- **CHALLENGE A**
Repeat a part of the home winemaking text word for word, starting at "Very often wine" and ending at "well as fruit.".
- **CHALLENGE B**
What are the ingredients in the basic recipe of the home winemaking text? Give each with its amount as shown.
- **CHALLENGE C**
In the home winemaking text, which two fruits give body to the wine without dominating the flavor?

- **SELECTED EXTRACT**
══════════════════════════════

Very often wine is fermented to dryness, and sugar is added later in the form of syrup to sweeten the wine to the individual taste. If this process is used, add Campden tablets to stop the fermentation which otherwise may start up again. Sometimes this secondary fermentation is deliberately encouraged to coax a greater alcohol content.

Wine recipes

A “wine” of sorts can be made with approximately two pounds (.9 kg) of sugar, yeast, nutrient and water to make up a gallon (3.8 L). Fermentation reduces the sugar and creates alcohol. The addition of fruits provide the flavor and aroma. There is a temptation to process whole fruit in a food blender as a short cut rather than peel it. This can introduce unwanted strong flavors from the skin. Some of the better wines also make use of judicious amounts of aromatic herbs and spices as well as fruit.

The recipes offered here are general and intended to stimulate the imagination. There is a good opportunity to create very fine wines from fresh fruit in season and from canned “rare” fruits in ready supply. Be aware, however, that much imported canned tropical fruit is of low quality. Most have a metallic taste from the can. If at all possible use fruit in bottles or fruit syrups.


2 lb fresh fruit or 20 oz canned fruit
2 lb sugar
1 teaspoon tannin
2 teaspoons citric acid
1 teaspoon yeast nutrient
wine yeast
water to 1 gallon liquid

If the fruit has a high pectin content (jells easily) it will be desirable to add 2 tablespoons of depectinizer to assist in breaking down the pulp. A mild flavored fruit may be used in greater quantities than one which has a strong flavor. There is nothing wrong with blends of compatible fruits, and indeed some of the best wines are blends. Bananas and raisins are particularly valuable since they give body to the wine without dominating the flavor.

══════════════════════════════

- **DATASET CONTENT**
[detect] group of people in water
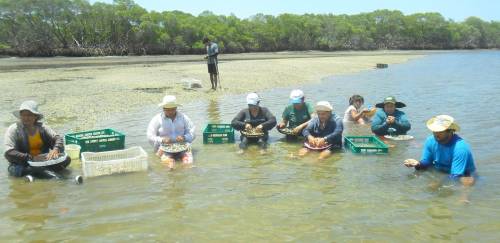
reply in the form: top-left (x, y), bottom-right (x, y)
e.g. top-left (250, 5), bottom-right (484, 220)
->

══════════════════════════════

- **ANSWER A**
Very often wine is fermented to dryness, and sugar is added later in the form of syrup to sweeten the wine to the individual taste. If this process is used, add Campden tablets to stop the fermentation which otherwise may start up again. Sometimes this secondary fermentation is deliberately encouraged to coax a greater alcohol content.

Wine recipes

A “wine” of sorts can be made with approximately two pounds (.9 kg) of sugar, yeast, nutrient and water to make up a gallon (3.8 L). Fermentation reduces the sugar and creates alcohol. The addition of fruits provide the flavor and aroma. There is a temptation to process whole fruit in a food blender as a short cut rather than peel it. This can introduce unwanted strong flavors from the skin. Some of the better wines also make use of judicious amounts of aromatic herbs and spices as well as fruit.

- **ANSWER B**
- 2 lb fresh fruit or 20 oz canned fruit
- 2 lb sugar
- 1 teaspoon tannin
- 2 teaspoons citric acid
- 1 teaspoon yeast nutrient
- wine yeast
- water to 1 gallon liquid

- **ANSWER C**
Bananas and raisins.